Stored data entries:
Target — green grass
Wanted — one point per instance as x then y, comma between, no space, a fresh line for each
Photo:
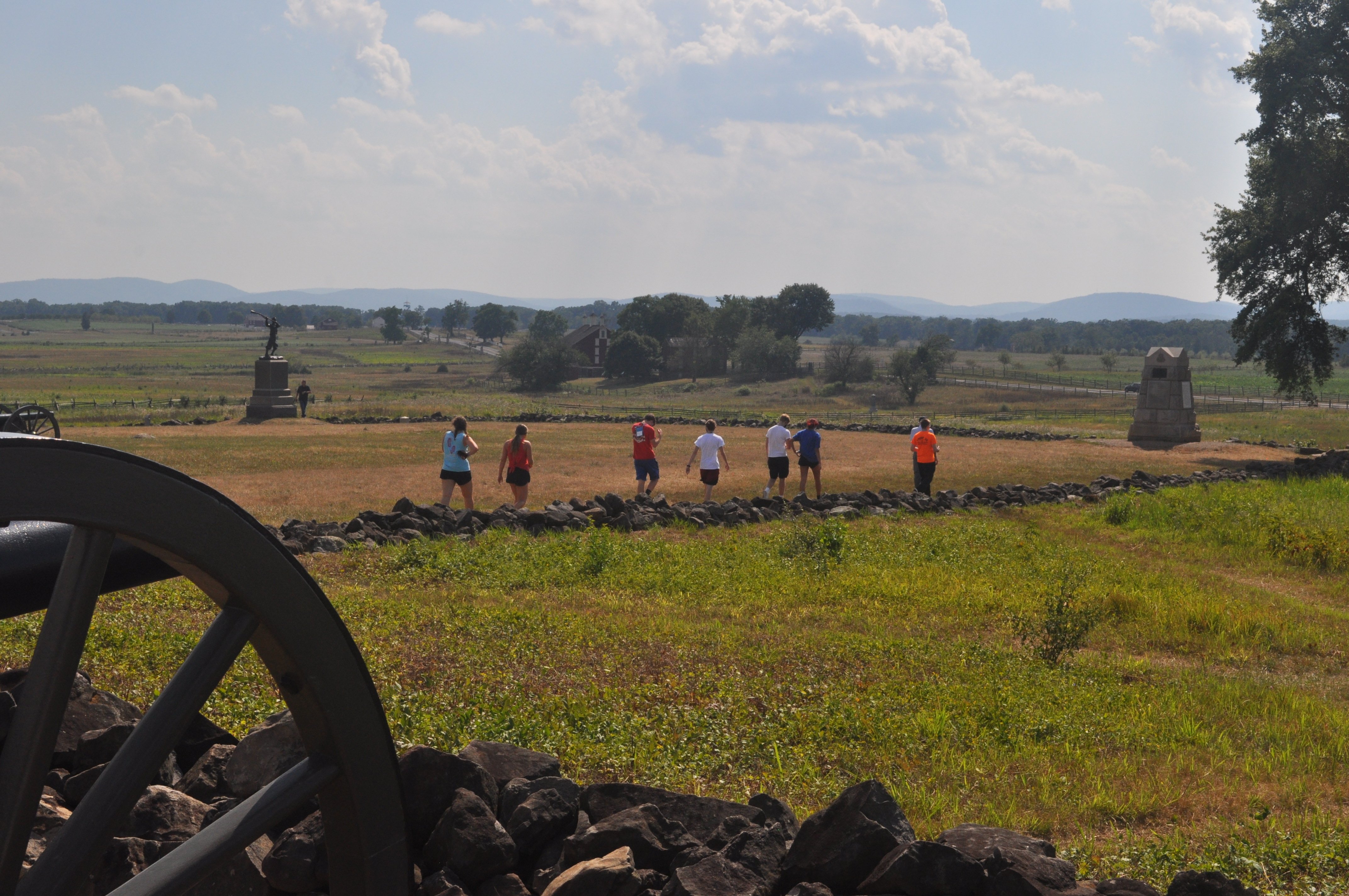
1205,724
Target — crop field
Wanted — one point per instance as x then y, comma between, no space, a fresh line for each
322,472
1204,721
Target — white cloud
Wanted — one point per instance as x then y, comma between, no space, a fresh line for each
166,96
354,106
1185,17
438,22
287,114
1165,160
363,26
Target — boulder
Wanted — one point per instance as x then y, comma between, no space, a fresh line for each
925,868
541,818
1126,887
207,779
978,841
1015,872
715,876
88,709
299,861
1208,884
165,814
701,815
241,876
776,810
518,790
99,747
202,736
502,886
842,844
653,838
470,841
265,753
610,875
507,762
761,852
429,781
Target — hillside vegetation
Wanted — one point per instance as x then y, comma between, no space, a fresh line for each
1204,721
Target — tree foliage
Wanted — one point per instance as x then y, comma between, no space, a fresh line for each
540,363
1284,253
548,326
455,315
494,322
761,354
393,328
633,357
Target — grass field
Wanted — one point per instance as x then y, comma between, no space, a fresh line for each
1205,724
323,472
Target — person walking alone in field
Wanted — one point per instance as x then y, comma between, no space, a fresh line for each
517,461
455,472
709,469
807,445
923,443
775,443
645,438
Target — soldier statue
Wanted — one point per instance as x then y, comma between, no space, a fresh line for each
273,326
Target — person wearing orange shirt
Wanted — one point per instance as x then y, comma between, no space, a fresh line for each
923,445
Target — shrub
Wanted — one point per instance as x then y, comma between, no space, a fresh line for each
633,357
1064,624
540,363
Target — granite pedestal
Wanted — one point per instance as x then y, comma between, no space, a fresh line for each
272,390
1166,400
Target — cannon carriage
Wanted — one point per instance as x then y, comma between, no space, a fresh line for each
79,521
33,420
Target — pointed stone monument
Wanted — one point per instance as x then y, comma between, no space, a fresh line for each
1166,399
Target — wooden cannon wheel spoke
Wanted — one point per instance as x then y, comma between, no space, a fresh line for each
268,600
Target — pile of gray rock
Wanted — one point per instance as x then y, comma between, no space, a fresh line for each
409,521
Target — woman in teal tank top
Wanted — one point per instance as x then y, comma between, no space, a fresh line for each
454,472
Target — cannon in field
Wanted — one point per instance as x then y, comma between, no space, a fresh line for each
79,521
33,420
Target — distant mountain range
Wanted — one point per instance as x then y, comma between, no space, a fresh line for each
133,289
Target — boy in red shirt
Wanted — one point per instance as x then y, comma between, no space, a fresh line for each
923,445
645,438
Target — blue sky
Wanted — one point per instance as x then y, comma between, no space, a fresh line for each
969,152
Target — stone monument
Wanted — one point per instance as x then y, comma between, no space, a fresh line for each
272,382
1166,400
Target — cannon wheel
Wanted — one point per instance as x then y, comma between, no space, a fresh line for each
34,420
266,598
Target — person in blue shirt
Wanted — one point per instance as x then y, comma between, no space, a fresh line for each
807,447
455,472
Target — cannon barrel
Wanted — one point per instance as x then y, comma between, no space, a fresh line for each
30,558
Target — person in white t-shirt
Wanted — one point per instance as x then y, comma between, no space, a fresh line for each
776,443
709,469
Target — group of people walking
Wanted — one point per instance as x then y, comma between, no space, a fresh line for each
517,458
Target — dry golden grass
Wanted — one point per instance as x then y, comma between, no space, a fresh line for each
313,470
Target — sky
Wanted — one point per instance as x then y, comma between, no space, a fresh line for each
969,152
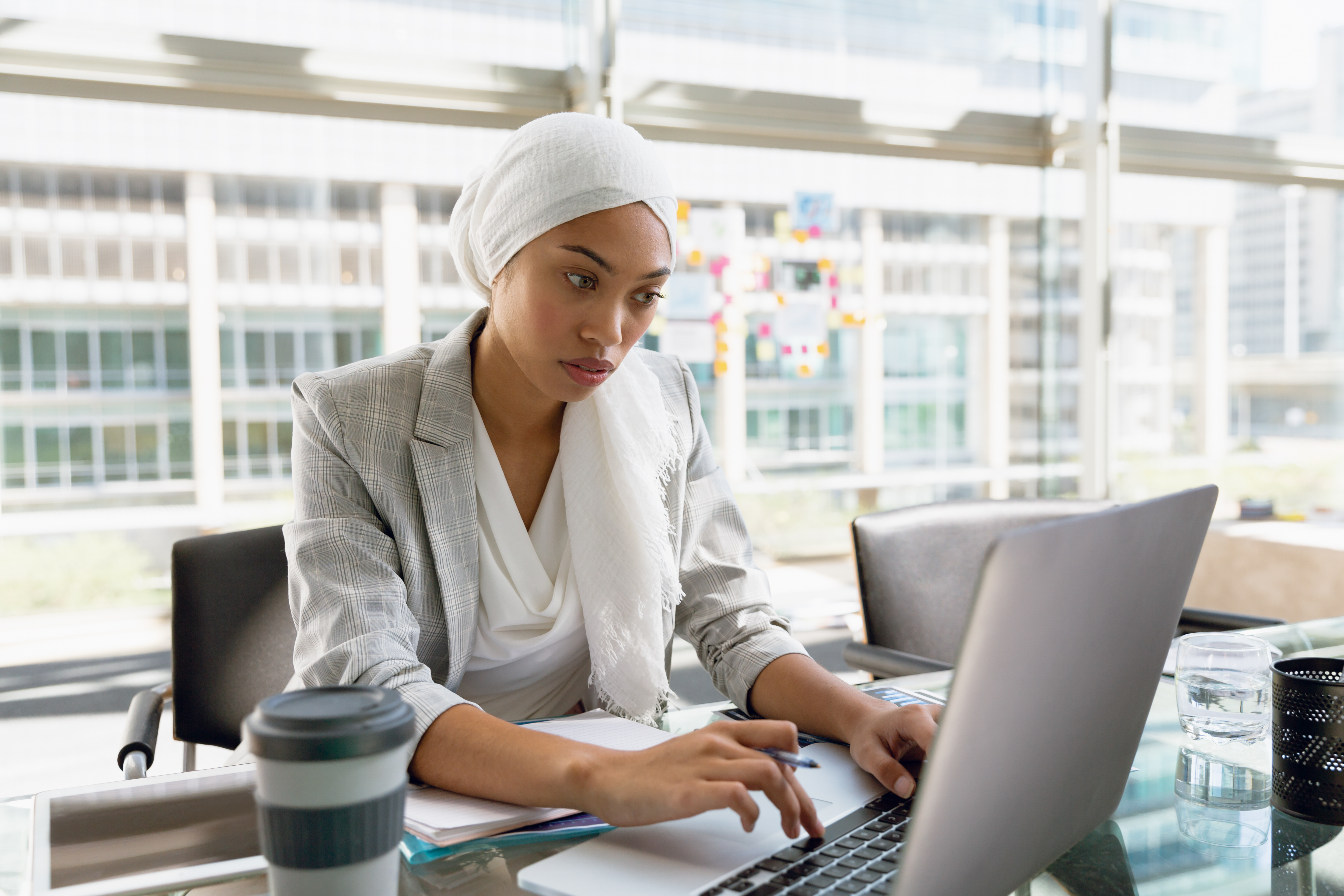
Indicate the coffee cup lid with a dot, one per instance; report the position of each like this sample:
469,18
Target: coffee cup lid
329,723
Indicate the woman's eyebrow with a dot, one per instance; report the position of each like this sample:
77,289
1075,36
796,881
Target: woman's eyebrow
597,259
584,250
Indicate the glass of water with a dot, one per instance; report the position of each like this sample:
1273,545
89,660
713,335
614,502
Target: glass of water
1224,686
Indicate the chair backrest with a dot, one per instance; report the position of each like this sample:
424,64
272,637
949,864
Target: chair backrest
233,637
918,566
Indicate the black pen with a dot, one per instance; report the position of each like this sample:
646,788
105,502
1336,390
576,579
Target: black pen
790,758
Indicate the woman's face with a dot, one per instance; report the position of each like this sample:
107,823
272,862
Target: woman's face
574,301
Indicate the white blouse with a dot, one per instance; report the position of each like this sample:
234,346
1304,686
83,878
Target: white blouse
532,658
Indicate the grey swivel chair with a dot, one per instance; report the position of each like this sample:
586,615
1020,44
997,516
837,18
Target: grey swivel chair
918,570
233,644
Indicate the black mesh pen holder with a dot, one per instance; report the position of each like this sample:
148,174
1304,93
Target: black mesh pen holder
1308,733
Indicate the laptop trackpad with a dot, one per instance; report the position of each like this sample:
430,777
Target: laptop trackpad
679,858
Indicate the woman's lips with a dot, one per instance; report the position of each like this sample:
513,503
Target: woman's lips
588,373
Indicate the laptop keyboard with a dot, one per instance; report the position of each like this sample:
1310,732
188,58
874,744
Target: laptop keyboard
861,854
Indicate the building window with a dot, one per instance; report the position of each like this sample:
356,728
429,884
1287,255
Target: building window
72,259
142,261
37,262
109,260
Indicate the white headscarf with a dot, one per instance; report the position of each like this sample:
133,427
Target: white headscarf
553,170
617,448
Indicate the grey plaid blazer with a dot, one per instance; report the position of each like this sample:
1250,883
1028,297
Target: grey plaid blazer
382,551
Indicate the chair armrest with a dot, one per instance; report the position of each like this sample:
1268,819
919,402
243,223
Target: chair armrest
886,663
1195,620
142,733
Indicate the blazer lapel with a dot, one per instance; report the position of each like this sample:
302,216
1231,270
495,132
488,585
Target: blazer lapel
443,455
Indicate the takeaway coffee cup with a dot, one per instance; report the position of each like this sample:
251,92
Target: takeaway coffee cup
331,789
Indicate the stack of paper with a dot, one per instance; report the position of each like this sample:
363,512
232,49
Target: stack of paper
445,819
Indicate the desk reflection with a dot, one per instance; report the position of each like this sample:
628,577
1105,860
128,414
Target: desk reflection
1222,807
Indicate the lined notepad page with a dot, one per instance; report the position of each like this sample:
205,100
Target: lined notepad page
601,729
445,819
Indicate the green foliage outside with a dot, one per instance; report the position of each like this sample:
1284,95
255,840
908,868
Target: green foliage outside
76,573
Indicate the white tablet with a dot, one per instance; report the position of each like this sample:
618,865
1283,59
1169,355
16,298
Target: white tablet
148,836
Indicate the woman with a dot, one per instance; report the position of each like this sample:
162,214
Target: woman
511,523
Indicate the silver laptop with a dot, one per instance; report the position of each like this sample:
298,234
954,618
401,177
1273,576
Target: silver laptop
1054,682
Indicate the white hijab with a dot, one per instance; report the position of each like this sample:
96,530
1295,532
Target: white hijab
617,448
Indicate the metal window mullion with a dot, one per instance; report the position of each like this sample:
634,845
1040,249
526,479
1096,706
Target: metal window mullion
273,448
161,355
164,464
100,460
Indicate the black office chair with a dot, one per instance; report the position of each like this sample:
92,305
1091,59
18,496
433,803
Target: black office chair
918,570
233,644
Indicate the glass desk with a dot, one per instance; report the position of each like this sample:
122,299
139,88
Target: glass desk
1194,820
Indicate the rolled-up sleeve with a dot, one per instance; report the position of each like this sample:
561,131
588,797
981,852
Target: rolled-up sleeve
346,590
726,613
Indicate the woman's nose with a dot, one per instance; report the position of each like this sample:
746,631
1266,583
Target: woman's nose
604,327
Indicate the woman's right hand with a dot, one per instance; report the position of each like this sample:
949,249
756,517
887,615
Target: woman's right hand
709,769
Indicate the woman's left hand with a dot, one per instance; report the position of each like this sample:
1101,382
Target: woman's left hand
885,737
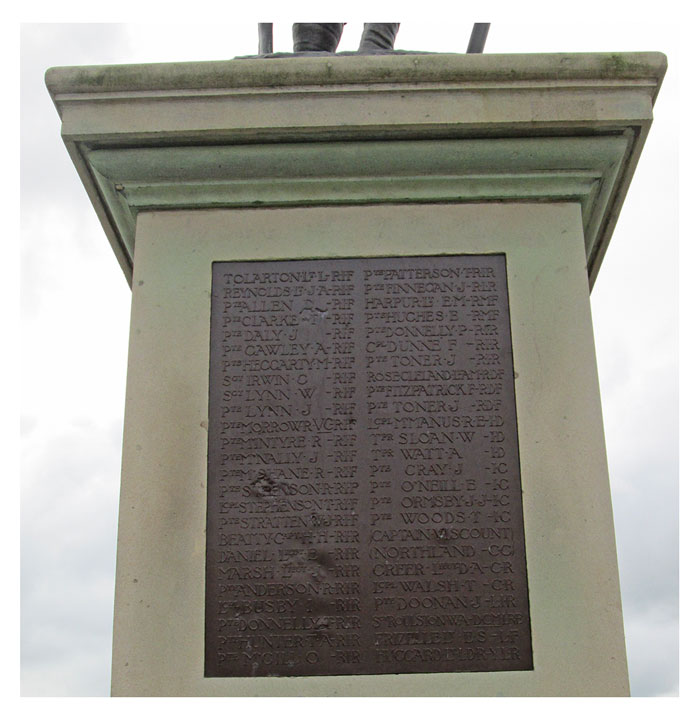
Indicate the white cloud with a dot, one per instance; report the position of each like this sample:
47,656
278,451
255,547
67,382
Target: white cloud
74,335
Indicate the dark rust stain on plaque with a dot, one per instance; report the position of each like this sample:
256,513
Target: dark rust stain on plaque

> **What is needed**:
Beginning with the line above that contains "Target — grass field", copy each line exactly up to and including the line that contains "Target — shrub", and go no further.

> **Solution for this task**:
Target — grass field
Wanted — one point per instance as x then y, comma between, no space, a fresh line for each
1205,724
323,472
Target — person walking alone in field
Wanted — one point per instance as x then y, comma between, no space, a fresh line for each
517,461
455,472
709,469
807,445
923,443
775,443
645,438
Target — soldier statue
Wanted — one point per instance as x then y, comma between, no space, a fresh line for each
273,326
Target — person wearing orange shirt
Wanted — one point per instance as x then y, comma between, no space, a fresh line for each
923,445
Target — shrub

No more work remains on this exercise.